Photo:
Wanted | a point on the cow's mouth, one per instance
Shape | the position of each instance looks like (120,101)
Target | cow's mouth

*****

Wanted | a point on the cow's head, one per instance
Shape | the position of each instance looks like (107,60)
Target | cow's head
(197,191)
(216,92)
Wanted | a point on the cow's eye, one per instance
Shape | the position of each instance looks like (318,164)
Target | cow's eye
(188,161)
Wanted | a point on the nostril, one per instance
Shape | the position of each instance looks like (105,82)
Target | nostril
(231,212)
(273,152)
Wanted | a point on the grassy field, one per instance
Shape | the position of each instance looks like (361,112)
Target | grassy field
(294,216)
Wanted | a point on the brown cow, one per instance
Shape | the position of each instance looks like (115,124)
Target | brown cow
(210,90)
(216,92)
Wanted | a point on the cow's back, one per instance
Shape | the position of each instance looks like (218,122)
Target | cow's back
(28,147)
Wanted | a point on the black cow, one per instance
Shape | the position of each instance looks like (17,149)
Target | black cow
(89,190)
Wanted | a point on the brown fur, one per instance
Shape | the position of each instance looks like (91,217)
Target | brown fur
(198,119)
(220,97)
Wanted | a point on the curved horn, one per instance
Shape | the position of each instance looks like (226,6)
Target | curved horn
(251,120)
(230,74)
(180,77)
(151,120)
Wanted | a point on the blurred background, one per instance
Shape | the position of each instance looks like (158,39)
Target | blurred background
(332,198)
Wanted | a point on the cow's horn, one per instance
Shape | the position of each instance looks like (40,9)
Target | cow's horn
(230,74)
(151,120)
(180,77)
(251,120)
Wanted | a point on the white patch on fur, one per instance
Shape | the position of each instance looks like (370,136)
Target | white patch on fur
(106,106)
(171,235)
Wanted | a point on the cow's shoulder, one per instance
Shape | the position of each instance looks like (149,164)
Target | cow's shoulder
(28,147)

*****

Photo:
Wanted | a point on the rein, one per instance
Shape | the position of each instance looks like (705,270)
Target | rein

*****

◆ Exercise details ◆
In the entries above, some lines may contain the string "rein"; report how many, without additional comment.

◆ Solution to this exercise ◆
2